--- begin TEXT PROVIDED ---

Book review: “Data Pipelines Pocket Reference”, James Densmore
Software engineering is all about manipulating data. A big portion of software engineer’s attention is drawn to collection data from users and presenting it back to them in a useful form. However, there is another side of data — the kind that is not produced by software users but only consumed by them. Here, we aim for the goals of achieving a single source of truth, data validity and availability, and enabling performant processing (for analysis or presentation).
To get a better grasp of the tooling for working with such data, this week I read Data Pipelines Pocket Reference by James Densmore. The book focuses on the modern ELT (Extract-Load-Transform) approach, as well as EtLT (with ‘t’ for generic non-business-related data transformation).
It turned out to be a very practical pocket guide indeed. Each section of the book dedicated to data extraction, loading, and transformation is supplied with clear code snippets in Python. The snippets demonstrate means to connect to essential services, such as databases, AWS S3, Amazon Redshift, Snowflake, Apache Airflow, as well as basics of data manipulation.

--- end TEXT PROVIDED ---

[EXERCISE GOAL] Copy out the book review of "Data Pipelines Pocket Reference" word for word, in full.

--- begin GIVEN DATA ---

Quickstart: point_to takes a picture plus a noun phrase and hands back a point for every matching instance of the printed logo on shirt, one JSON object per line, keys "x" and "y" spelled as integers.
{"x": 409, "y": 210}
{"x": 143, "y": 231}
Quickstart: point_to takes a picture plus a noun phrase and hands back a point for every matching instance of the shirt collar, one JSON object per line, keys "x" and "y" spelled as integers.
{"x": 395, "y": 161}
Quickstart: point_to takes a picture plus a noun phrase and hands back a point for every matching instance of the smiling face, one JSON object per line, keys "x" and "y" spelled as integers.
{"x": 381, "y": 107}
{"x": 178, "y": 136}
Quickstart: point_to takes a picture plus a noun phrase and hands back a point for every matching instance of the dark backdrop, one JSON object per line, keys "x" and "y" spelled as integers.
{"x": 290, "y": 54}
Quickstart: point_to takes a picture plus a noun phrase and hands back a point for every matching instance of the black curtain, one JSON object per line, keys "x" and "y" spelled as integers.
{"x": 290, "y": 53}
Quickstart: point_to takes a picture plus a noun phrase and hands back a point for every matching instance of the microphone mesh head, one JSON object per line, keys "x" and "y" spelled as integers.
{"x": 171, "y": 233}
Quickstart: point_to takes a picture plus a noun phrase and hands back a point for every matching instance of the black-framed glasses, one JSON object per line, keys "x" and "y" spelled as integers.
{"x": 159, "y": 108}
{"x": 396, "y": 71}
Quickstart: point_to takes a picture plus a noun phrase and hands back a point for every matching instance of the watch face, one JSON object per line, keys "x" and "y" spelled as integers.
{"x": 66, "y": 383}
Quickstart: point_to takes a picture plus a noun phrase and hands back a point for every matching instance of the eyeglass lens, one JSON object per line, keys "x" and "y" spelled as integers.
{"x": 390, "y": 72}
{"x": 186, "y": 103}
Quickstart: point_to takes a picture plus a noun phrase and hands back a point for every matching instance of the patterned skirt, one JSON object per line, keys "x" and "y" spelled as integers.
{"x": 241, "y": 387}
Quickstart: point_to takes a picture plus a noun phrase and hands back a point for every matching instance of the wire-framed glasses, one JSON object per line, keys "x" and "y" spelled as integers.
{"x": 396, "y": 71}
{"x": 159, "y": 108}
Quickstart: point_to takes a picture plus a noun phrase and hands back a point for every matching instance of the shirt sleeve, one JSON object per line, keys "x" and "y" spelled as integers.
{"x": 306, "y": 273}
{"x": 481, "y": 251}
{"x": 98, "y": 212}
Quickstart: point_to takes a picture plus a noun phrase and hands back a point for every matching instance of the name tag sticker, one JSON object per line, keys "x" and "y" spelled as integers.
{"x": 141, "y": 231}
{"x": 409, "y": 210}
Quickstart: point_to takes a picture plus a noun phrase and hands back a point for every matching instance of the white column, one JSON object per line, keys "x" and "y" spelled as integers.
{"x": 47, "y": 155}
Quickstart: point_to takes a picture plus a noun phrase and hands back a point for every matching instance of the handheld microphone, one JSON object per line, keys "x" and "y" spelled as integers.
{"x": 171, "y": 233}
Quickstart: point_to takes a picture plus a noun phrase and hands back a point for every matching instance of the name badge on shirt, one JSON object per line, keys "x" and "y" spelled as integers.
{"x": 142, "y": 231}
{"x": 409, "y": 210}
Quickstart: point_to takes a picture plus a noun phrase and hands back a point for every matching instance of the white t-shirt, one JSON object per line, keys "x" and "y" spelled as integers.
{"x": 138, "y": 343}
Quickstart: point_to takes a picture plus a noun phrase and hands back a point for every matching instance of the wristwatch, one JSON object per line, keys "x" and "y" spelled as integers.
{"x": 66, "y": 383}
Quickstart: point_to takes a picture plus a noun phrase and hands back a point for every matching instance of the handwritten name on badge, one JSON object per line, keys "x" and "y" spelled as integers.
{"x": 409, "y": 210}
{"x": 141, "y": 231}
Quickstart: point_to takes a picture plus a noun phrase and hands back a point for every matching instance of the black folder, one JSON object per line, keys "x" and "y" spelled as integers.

--- end GIVEN DATA ---
--- begin GIVEN DATA ---

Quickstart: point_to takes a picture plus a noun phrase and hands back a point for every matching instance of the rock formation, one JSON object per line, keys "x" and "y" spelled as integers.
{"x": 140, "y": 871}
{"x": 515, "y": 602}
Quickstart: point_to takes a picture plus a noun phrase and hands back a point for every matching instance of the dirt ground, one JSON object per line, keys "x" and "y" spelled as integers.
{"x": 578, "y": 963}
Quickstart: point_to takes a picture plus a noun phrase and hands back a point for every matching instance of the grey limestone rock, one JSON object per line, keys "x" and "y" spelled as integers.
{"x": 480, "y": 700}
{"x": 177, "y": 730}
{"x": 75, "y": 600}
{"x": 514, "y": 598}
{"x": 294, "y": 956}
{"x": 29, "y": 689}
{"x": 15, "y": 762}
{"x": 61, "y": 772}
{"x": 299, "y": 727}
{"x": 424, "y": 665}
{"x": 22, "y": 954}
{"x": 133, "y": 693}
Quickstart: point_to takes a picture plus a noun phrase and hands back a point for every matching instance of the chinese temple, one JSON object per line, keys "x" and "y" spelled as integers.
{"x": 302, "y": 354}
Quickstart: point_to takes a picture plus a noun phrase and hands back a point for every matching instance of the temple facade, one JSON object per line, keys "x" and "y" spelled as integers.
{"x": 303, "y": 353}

--- end GIVEN DATA ---

[FULL SOLUTION]
Book review: “Data Pipelines Pocket Reference”, James Densmore
Software engineering is all about manipulating data. A big portion of software engineer’s attention is drawn to collection data from users and presenting it back to them in a useful form. However, there is another side of data — the kind that is not produced by software users but only consumed by them. Here, we aim for the goals of achieving a single source of truth, data validity and availability, and enabling performant processing (for analysis or presentation).
To get a better grasp of the tooling for working with such data, this week I read Data Pipelines Pocket Reference by James Densmore. The book focuses on the modern ELT (Extract-Load-Transform) approach, as well as EtLT (with ‘t’ for generic non-business-related data transformation).
It turned out to be a very practical pocket guide indeed. Each section of the book dedicated to data extraction, loading, and transformation is supplied with clear code snippets in Python. The snippets demonstrate means to connect to essential services, such as databases, AWS S3, Amazon Redshift, Snowflake, Apache Airflow, as well as basics of data manipulation.